**WHAT THE TASK ASKS:** Of the lines in the data below, write out exactly those from the one holding "Where can the dense" through the one holding "Where can the person", both included.

**** DATA FOR REVIEW

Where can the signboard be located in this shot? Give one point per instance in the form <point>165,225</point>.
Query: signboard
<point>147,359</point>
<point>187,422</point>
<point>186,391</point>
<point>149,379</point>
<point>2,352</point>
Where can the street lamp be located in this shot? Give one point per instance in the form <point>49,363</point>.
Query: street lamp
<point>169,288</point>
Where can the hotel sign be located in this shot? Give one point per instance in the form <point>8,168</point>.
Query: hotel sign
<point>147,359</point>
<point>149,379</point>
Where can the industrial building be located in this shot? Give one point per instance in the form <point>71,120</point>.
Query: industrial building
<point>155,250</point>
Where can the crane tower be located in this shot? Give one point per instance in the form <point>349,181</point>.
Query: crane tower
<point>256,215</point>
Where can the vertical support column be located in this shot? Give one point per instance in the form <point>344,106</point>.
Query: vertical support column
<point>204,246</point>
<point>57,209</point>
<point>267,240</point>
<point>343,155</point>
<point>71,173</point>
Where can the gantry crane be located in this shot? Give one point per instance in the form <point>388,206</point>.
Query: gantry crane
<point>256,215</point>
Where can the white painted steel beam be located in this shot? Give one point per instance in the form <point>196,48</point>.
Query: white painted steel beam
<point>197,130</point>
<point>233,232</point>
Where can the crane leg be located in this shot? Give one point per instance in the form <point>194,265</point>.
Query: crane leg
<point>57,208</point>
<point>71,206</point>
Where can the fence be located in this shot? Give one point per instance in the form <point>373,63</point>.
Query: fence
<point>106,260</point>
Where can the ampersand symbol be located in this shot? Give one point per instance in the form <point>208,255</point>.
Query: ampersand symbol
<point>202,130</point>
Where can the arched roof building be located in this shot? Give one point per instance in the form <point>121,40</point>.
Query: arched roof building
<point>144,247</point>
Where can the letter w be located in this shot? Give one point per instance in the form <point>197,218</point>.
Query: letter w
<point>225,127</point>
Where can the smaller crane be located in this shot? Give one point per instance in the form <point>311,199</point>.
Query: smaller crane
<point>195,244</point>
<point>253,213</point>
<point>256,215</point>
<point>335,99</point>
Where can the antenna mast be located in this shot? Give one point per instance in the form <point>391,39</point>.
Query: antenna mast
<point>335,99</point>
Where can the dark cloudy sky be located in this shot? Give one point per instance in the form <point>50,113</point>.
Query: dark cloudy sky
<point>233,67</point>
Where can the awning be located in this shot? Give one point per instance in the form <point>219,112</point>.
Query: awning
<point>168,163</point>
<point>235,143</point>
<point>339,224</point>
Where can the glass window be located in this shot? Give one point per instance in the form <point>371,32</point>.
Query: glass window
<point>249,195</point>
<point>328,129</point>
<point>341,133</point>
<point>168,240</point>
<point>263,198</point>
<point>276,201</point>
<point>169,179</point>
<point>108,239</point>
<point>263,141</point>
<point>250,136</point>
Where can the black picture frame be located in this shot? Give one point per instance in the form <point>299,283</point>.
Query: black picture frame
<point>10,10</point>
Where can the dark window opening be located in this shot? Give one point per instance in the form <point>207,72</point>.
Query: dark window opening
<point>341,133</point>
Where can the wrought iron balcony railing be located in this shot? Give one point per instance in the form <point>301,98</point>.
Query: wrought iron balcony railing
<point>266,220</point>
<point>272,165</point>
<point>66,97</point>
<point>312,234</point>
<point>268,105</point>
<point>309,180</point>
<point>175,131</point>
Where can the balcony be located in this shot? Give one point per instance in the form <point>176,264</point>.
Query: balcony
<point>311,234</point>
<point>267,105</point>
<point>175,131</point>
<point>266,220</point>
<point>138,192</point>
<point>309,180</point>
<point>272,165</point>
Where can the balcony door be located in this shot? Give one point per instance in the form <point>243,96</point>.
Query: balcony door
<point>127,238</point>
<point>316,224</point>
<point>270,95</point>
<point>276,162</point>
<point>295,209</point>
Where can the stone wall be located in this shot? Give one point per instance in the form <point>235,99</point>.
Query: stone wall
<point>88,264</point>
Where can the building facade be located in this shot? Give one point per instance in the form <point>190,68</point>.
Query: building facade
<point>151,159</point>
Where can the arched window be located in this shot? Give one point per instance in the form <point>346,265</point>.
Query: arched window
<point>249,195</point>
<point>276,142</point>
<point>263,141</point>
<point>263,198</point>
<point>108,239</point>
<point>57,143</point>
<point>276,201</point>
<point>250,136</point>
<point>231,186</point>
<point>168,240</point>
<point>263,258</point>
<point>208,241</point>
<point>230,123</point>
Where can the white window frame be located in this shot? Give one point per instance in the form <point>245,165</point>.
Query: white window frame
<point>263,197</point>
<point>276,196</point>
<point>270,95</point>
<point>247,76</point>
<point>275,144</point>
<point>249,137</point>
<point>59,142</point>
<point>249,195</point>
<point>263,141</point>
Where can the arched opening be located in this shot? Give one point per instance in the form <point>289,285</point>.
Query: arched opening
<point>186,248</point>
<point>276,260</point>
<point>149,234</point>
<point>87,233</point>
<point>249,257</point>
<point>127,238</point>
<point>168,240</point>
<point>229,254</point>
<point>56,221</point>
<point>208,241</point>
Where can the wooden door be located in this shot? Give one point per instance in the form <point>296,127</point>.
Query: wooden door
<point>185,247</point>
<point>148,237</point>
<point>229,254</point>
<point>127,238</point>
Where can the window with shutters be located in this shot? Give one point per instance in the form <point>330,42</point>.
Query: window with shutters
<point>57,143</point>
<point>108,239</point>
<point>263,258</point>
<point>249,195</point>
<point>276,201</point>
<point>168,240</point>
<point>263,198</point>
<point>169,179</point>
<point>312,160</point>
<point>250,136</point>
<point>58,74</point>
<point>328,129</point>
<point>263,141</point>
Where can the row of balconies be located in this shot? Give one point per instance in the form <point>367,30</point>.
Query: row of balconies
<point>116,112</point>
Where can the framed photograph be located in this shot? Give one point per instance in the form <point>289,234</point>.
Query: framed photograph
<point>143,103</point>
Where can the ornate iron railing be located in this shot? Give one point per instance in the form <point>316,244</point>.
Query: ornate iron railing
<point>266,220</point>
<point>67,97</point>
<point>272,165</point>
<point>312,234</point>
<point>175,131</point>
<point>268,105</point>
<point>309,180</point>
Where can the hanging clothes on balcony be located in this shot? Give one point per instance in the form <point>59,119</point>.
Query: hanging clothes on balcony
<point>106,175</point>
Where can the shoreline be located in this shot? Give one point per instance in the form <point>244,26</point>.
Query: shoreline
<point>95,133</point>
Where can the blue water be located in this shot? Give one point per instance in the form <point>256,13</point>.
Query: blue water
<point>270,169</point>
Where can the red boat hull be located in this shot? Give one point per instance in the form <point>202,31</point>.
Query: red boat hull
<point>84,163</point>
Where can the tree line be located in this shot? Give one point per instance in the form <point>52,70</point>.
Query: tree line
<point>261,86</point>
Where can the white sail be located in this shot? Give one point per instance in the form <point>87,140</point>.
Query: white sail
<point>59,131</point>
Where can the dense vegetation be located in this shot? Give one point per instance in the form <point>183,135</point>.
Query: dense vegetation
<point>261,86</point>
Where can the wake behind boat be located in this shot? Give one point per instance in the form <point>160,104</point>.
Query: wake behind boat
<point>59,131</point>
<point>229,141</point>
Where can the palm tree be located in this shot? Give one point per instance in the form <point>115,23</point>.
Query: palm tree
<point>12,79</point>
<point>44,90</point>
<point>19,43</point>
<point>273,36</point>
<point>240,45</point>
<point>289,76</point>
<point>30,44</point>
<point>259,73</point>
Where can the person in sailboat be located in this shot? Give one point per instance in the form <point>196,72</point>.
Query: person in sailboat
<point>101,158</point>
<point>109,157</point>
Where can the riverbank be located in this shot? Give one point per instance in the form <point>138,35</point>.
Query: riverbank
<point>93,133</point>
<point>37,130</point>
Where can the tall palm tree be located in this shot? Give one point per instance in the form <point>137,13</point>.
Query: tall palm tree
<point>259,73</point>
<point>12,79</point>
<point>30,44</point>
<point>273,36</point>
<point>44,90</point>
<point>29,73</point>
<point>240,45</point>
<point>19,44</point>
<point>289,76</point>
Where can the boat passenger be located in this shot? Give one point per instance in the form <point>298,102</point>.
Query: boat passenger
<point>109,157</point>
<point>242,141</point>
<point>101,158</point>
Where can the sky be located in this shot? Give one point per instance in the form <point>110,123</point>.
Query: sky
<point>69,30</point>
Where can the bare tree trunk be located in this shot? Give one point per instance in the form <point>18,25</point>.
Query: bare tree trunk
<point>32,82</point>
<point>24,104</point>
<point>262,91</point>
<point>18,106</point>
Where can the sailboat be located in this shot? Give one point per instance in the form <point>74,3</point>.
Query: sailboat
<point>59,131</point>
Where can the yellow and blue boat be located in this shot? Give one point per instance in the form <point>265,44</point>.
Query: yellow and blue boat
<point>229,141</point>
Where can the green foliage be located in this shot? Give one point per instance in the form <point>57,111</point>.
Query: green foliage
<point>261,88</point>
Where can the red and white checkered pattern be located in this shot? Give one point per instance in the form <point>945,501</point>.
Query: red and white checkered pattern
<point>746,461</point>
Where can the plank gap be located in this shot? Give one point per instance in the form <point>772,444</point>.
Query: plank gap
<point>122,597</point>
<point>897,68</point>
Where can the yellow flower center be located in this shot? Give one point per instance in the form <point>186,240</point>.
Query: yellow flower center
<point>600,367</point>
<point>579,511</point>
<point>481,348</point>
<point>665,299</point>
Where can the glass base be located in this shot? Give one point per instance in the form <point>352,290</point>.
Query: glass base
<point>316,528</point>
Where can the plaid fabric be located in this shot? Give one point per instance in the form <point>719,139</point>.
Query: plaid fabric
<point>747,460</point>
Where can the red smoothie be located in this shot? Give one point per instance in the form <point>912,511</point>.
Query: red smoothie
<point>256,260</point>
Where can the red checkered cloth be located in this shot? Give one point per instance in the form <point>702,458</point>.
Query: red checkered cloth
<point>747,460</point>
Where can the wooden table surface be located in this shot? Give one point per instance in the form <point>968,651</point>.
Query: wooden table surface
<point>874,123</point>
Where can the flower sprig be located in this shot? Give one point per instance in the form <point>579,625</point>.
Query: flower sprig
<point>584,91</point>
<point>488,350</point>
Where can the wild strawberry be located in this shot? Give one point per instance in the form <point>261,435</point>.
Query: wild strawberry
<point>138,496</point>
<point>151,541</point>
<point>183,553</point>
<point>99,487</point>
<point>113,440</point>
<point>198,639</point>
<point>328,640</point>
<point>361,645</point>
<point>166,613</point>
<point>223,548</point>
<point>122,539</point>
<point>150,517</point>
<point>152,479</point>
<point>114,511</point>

********

**ANSWER BELOW:**
Where can the dense vegetation be located in this shot? Give one point per instance in the form <point>183,135</point>.
Query: dense vegetation
<point>261,86</point>
Where can the wake behind boat be located in this shot? Give one point per instance in the form <point>160,104</point>.
Query: wake behind boat
<point>59,131</point>
<point>229,141</point>
Where can the palm tree be located in this shot? Give one point per instance in the form <point>115,23</point>.
Query: palm tree
<point>12,79</point>
<point>44,90</point>
<point>19,43</point>
<point>273,36</point>
<point>240,45</point>
<point>289,76</point>
<point>30,44</point>
<point>259,73</point>
Where can the person in sailboat be located in this shot? Give one point per instance in the form <point>196,72</point>.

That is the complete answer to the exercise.